◆ Available records ◆
_ _ _

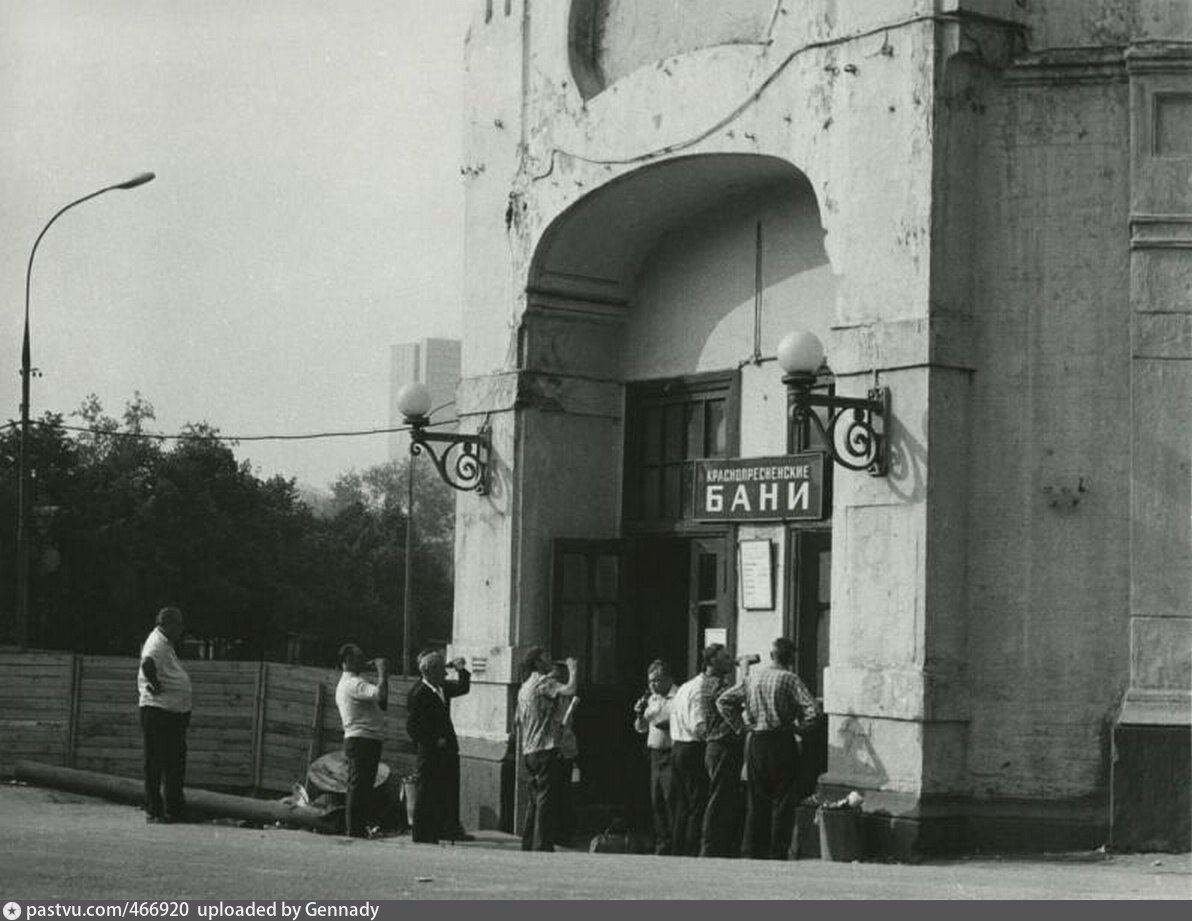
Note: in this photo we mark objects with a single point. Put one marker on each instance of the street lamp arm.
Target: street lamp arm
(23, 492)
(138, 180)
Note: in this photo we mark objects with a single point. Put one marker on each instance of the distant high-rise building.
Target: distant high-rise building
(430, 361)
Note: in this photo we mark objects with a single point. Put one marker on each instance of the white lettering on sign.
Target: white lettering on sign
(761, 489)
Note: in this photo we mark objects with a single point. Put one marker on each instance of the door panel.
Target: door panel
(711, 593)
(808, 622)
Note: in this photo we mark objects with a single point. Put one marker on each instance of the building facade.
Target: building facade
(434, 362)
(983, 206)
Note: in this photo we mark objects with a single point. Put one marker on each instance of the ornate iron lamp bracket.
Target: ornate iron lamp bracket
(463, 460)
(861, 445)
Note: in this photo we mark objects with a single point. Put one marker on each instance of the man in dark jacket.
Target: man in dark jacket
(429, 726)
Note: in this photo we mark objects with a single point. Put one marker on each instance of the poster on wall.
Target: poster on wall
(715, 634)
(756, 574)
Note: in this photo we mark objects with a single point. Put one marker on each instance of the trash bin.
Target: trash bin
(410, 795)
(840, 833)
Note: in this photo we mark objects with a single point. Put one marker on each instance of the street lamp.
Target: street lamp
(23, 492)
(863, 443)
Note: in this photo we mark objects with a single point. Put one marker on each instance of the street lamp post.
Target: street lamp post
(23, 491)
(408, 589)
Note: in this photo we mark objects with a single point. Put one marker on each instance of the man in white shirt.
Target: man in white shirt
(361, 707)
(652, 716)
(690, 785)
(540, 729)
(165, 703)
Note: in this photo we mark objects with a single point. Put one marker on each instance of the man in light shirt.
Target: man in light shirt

_ _ _

◆ What is being asked ◆
Give back all of the entries above exactly, with the pictures excluded.

◆ Output of the exercise ◆
Note: in this photo we mark objects with a single point. Put one marker on each instance of the street lamp arm.
Target: street lamp arm
(23, 492)
(138, 180)
Note: in this photo we mark objects with a single point. Put one marker on each instance of the distant high-rise building.
Target: distant high-rise building
(430, 361)
Note: in this photo we mark objects with a single point. Put one marker on each instance of the white lettering on sign.
Target: white lettering on sign
(761, 489)
Note: in this photo we mark objects with a single point. Put one marker on each instance of the door panel.
Target: door panel
(711, 593)
(808, 622)
Note: in this photo we mark objects with a single point. Put one marker on each instance of the building facade.
Target: building facade
(434, 362)
(983, 206)
Note: in this photo we mark objects with a single point. Put one marker on each instance of the ornate iron lamp bracket.
Target: ornate iron lamp bracket
(463, 460)
(861, 445)
Note: in this photo we mark objects with a single point. Put one marker on each instance of the man in dark jacket.
Target: man in dark jacket
(429, 726)
Note: in this photo we mark objects with a single point. Put one marker on each instance of the poster on wall.
Target: poster on wall
(715, 634)
(756, 574)
Note: in this photo we mark objects with a single point. Put one marker on each instance of the trash bin.
Target: trash bin
(410, 795)
(840, 833)
Note: in this photo we mark objects with a single point. Put one marker on each instance of the street lamp.
Target: street lamp
(23, 492)
(863, 443)
Note: in this photo we mark objects with a single point. Put one marker on each instance of the street lamp post.
Target: street lamp post
(23, 491)
(408, 589)
Note: in this photo we mark objects with a single point. Put one marker on each instance of the man in white shirt.
Target: man in white shirt
(361, 707)
(652, 716)
(690, 785)
(540, 729)
(165, 703)
Note: in this photo we mark objects with a single point. Put one marker on each instance of the man in light shirt.
Target: man in light shirt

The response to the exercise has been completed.